**SOURCE DOCUMENT**

▶

Re: [RFC PATCH v2 3/5] KVM: SVM: Enable Bus lock threshold exit

[Date Prev][Date Next][Thread Prev][Thread Next][Date Index][Thread Index]

 



Hi Tom,

Thank you for reviewing my patches.

On 10/1/2024 7:13 PM, Tom Lendacky wrote:
> On 10/1/24 01:34, Manali Shukla wrote:
>> From: Nikunj A Dadhania <nikunj@xxxxxxx>
>>
>> Virtual machines can exploit bus locks to degrade the performance of
>> the system. Bus locks can be caused by Non-WB(Write back) and
>> misaligned locked RMW (Read-modify-Write) instructions and require
>> systemwide synchronization among all processors which can result into
>> significant performance penalties.
>>
>> To address this issue, the Bus Lock Threshold feature is introduced to
>> provide ability to hypervisor to restrict guests' capability of
>> initiating mulitple buslocks, thereby preventing system slowdowns.
>>
>> Support for the buslock threshold is indicated via CPUID function
>> 0x8000000A_EDX[29].
>>
>> On the processors that support the Bus Lock Threshold feature, the
>> VMCB provides a Bus Lock Threshold enable bit and an unsigned 16-bit
>> Bus Lock threshold count.
>>
>> VMCB intercept bit
>> VMCB Offset	Bits	Function
>> 14h	        5	Intercept bus lock operations
>>                         (occurs after guest instruction finishes)
>>
>> Bus lock threshold count
>> VMCB Offset	Bits	Function
>> 120h	        15:0	Bus lock counter
>>
>> When a VMRUN instruction is executed, the bus lock threshold count is
>> loaded into an internal count register. Before the processor executes
>> a bus lock in the guest, it checks the value of this register:
>>
>>  - If the value is greater than '0', the processor successfully
>>    executes the bus lock and decrements the count.
>>
>>  - If the value is '0', the bus lock is not executed, and a #VMEXIT to
>>    the VMM is taken.
>>
>> The bus lock threshold #VMEXIT is reported to the VMM with the VMEXIT
>> code A5h, SVM_EXIT_BUS_LOCK.
>>
>> When SVM_EXIT_BUS_LOCK occurs, the value of the current Bus Lock
>> Threshold counter, which is '0', is loaded into the VMCB. This value
>> must be reset to a default greater than '0' in bus_lock_exit handler
>> in hypervisor, because the behavior of SVM_EXIT_BUS_LOCK is fault
>> like, so the bus lock exit to userspace  happens with the RIP pointing
>> to the offending instruction (which generates buslocks).

◀

**Entries from an annotation dataset**
▶

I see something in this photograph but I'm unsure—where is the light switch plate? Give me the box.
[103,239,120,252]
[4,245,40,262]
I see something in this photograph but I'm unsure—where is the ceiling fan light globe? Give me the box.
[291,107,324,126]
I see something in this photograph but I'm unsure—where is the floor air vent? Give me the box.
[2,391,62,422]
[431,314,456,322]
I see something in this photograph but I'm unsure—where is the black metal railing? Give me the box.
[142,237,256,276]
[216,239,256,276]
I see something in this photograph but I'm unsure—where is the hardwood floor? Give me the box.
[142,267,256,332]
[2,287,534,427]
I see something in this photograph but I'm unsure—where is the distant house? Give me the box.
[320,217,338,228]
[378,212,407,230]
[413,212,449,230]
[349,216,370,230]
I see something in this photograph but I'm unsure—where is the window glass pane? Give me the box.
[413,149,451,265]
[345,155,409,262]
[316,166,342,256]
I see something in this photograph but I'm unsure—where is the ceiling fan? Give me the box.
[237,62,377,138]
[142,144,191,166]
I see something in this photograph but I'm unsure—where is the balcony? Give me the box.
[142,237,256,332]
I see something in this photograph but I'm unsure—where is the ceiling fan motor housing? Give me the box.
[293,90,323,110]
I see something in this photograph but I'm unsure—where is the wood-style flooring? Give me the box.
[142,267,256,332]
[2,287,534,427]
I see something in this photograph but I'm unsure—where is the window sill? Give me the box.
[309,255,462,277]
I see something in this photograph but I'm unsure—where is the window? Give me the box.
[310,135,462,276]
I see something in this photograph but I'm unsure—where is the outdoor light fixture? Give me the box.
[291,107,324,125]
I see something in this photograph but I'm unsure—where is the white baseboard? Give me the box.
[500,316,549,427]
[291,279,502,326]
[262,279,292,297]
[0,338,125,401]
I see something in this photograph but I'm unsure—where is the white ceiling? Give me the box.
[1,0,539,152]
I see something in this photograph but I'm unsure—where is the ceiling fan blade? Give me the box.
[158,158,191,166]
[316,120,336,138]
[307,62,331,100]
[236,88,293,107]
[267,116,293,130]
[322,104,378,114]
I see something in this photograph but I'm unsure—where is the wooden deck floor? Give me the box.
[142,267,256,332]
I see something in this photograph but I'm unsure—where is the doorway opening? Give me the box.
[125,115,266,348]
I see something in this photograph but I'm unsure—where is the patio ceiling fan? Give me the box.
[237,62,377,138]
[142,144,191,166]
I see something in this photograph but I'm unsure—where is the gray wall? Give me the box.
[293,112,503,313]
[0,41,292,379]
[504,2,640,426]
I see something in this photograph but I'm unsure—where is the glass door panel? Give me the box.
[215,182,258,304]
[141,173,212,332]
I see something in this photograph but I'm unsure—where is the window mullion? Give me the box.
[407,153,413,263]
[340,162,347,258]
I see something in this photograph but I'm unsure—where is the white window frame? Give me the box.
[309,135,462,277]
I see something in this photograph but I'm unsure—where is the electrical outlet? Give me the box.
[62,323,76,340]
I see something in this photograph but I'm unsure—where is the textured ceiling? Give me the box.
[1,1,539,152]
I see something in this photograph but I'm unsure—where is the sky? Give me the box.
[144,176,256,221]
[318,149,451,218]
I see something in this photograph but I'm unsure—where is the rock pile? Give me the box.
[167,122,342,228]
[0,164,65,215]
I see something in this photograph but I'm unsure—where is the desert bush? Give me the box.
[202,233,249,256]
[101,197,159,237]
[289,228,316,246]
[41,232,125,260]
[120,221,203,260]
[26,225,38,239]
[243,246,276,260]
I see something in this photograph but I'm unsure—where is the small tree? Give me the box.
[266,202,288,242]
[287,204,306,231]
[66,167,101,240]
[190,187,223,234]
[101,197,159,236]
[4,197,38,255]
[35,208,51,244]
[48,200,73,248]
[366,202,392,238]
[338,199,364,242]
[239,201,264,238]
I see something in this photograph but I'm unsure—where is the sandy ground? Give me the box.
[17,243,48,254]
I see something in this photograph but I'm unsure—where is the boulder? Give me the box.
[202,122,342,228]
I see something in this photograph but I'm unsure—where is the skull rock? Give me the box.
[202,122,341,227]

◀

**EXERCISE PROMPT**
Copy the mailing-list reply from "Thank you for" to "significant performance penalties.", putting "throughput" in place of "performance". Work only from the mailing-list reply.

**RIGHT ANSWER**
Thank you for reviewing my patches.

On 10/1/2024 7:13 PM, Tom Lendacky wrote:
> On 10/1/24 01:34, Manali Shukla wrote:
>> From: Nikunj A Dadhania <nikunj@xxxxxxx>
>>
>> Virtual machines can exploit bus locks to degrade the throughput of
>> the system. Bus locks can be caused by Non-WB(Write back) and
>> misaligned locked RMW (Read-modify-Write) instructions and require
>> systemwide synchronization among all processors which can result into
>> significant throughput penalties.